Stated goal: Look in the data below for the line that contains "Target: coach window". Copy that line and the remaining lines exactly.
-- START OF Given records --
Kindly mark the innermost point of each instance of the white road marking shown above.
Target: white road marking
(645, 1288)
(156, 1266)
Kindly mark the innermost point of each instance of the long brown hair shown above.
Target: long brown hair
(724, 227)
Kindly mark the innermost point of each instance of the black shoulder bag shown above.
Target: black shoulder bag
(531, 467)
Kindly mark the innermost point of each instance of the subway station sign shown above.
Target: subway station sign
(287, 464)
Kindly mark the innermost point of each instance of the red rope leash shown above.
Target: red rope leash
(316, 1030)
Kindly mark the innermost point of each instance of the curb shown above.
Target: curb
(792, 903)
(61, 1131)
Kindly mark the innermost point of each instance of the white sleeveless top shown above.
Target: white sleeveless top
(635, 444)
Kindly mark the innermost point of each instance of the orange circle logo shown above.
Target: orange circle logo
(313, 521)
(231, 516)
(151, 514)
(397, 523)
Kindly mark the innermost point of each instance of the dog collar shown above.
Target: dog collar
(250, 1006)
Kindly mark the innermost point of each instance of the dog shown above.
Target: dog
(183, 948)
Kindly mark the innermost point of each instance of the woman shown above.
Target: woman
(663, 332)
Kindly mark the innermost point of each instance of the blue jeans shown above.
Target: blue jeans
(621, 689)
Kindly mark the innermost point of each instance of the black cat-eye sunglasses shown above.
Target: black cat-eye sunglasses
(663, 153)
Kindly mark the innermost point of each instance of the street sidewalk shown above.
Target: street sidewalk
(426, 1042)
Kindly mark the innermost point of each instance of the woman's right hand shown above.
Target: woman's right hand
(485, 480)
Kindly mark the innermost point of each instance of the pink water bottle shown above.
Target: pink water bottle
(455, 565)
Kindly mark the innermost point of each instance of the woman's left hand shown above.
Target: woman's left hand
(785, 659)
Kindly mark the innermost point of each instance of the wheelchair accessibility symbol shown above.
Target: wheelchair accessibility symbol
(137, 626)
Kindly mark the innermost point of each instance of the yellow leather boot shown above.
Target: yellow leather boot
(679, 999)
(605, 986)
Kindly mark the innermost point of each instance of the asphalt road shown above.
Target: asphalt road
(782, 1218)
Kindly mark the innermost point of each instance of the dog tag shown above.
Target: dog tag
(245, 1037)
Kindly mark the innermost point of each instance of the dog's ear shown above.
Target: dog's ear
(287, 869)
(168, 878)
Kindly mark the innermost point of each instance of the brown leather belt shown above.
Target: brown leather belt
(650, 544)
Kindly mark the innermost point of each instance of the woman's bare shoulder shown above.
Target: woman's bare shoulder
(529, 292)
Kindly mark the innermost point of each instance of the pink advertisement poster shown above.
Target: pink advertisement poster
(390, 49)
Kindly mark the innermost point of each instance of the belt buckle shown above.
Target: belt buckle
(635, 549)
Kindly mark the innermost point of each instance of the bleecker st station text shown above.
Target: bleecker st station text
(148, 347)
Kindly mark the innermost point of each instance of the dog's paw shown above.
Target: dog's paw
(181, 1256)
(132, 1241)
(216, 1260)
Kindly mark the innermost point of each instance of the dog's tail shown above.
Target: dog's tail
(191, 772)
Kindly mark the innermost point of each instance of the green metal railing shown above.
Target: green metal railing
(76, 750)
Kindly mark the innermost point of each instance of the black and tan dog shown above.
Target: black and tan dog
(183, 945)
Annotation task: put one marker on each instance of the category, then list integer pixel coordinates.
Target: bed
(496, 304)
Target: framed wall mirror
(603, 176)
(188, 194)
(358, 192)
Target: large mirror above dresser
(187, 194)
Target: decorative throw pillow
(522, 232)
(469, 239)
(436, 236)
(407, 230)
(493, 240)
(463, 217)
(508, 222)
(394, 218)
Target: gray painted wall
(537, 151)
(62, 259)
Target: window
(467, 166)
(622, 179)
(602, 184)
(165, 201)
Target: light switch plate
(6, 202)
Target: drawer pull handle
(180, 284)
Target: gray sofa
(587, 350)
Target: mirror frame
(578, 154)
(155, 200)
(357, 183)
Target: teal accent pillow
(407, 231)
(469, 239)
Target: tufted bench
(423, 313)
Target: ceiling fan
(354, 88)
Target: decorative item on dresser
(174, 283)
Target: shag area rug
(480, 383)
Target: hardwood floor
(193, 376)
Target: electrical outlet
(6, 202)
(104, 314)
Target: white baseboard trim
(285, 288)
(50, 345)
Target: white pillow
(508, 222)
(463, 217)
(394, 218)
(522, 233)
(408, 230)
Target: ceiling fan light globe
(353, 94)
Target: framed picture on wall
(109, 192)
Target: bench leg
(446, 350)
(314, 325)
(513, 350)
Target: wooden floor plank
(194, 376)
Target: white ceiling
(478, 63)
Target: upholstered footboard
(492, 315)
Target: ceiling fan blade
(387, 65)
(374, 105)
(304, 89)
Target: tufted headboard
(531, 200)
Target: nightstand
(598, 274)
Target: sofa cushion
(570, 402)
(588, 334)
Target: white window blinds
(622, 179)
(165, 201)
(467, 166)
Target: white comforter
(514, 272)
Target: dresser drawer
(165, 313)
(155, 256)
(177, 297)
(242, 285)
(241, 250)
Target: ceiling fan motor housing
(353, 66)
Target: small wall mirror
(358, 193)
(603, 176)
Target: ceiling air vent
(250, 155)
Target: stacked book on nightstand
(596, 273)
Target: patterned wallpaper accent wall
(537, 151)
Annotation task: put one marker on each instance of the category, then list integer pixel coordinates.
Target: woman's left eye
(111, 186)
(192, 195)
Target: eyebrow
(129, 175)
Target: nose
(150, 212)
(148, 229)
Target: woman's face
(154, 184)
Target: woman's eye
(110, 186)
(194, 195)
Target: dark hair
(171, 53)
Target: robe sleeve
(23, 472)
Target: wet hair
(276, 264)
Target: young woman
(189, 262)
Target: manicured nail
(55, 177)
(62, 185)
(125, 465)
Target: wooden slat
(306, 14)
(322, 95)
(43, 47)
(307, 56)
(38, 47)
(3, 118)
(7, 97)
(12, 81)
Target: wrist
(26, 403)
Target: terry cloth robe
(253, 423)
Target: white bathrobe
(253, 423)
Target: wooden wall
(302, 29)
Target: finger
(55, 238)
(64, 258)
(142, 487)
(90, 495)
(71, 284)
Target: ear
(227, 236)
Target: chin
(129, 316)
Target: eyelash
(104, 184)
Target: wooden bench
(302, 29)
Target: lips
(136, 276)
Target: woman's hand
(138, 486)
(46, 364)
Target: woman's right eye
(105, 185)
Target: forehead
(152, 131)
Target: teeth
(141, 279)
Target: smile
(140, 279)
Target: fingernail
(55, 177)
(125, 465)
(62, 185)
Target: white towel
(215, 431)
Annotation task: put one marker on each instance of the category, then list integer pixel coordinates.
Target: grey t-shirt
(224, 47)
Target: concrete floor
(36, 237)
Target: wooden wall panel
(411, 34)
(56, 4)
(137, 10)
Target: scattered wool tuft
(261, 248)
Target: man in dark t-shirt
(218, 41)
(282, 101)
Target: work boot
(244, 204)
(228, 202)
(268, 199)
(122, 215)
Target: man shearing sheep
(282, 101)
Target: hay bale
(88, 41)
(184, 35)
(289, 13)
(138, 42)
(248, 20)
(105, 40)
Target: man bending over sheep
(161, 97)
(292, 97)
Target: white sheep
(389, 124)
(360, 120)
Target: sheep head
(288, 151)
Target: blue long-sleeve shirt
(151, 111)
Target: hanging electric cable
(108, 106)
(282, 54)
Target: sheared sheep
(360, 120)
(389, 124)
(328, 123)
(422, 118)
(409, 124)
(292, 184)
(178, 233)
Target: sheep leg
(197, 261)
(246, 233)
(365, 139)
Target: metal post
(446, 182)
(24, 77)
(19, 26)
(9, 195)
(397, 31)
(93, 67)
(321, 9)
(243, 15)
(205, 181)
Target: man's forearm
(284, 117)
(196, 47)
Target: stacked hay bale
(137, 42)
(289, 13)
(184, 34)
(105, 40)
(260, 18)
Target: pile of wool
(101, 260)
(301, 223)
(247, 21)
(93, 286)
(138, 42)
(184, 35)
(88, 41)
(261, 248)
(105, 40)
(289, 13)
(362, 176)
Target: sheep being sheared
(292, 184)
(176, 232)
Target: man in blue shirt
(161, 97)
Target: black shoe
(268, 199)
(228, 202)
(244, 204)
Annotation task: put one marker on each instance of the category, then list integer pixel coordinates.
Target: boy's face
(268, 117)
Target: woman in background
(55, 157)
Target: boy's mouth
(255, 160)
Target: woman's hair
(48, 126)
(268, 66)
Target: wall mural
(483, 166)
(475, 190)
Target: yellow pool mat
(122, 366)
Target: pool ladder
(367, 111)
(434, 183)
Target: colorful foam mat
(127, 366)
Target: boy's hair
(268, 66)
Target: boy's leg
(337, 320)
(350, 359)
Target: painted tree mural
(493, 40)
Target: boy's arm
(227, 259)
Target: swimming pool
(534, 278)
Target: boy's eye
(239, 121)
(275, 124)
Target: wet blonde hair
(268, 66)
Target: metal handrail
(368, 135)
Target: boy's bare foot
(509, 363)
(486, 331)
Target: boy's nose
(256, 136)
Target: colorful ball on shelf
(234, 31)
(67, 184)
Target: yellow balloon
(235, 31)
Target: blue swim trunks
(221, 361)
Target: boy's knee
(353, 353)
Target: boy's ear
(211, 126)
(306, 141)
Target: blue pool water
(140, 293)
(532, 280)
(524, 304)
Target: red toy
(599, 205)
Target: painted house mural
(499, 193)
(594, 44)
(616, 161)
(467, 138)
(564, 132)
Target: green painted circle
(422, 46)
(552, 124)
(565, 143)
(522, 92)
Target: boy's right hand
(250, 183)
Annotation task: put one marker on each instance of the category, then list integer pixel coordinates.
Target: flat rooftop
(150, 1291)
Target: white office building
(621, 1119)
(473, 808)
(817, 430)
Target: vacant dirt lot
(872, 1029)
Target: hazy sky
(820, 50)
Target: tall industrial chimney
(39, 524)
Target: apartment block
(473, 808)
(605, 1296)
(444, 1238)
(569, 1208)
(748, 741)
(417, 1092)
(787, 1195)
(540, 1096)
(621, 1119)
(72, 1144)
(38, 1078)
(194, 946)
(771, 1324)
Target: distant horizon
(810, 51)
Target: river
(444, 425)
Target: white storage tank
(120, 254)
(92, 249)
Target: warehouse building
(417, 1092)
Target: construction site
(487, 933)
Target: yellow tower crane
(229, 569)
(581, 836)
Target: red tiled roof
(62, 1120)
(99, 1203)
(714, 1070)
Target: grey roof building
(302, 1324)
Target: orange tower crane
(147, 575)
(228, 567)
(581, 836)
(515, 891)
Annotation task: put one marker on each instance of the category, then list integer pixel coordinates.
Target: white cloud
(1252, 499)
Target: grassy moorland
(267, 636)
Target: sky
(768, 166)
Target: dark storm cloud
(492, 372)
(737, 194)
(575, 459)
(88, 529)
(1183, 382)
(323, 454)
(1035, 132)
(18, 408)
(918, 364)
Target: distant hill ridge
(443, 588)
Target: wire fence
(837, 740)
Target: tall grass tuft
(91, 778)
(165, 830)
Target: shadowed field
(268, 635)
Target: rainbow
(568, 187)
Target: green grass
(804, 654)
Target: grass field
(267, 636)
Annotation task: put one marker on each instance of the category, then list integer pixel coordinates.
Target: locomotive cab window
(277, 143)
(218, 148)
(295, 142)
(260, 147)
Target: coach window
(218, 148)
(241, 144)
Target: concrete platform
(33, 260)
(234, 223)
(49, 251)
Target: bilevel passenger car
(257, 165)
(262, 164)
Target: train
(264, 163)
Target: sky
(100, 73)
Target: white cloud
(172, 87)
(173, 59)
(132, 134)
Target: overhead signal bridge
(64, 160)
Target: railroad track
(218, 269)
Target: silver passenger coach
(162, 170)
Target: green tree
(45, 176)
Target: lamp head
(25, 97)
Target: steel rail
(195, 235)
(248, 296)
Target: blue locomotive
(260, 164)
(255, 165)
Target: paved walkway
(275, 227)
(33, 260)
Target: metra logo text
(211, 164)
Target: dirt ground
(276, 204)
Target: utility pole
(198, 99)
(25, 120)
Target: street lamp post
-- END OF Given records --
Written answer:
Target: coach window
(218, 148)
(241, 144)
Target: concrete platform
(33, 260)
(234, 223)
(49, 251)
Target: bilevel passenger car
(257, 165)
(262, 164)
Target: train
(264, 163)
Target: sky
(100, 73)
Target: white cloud
(172, 87)
(173, 59)
(132, 134)
Target: overhead signal bridge
(64, 160)
Target: railroad track
(218, 269)
Target: silver passenger coach
(162, 170)
Target: green tree
(45, 176)
Target: lamp head
(25, 97)
Target: steel rail
(195, 235)
(248, 296)
Target: blue locomotive
(260, 164)
(255, 165)
Target: paved walkway
(275, 227)
(33, 260)
Target: metra logo text
(211, 164)
Target: dirt ground
(276, 204)
Target: utility pole
(198, 99)
(25, 120)
Target: street lamp post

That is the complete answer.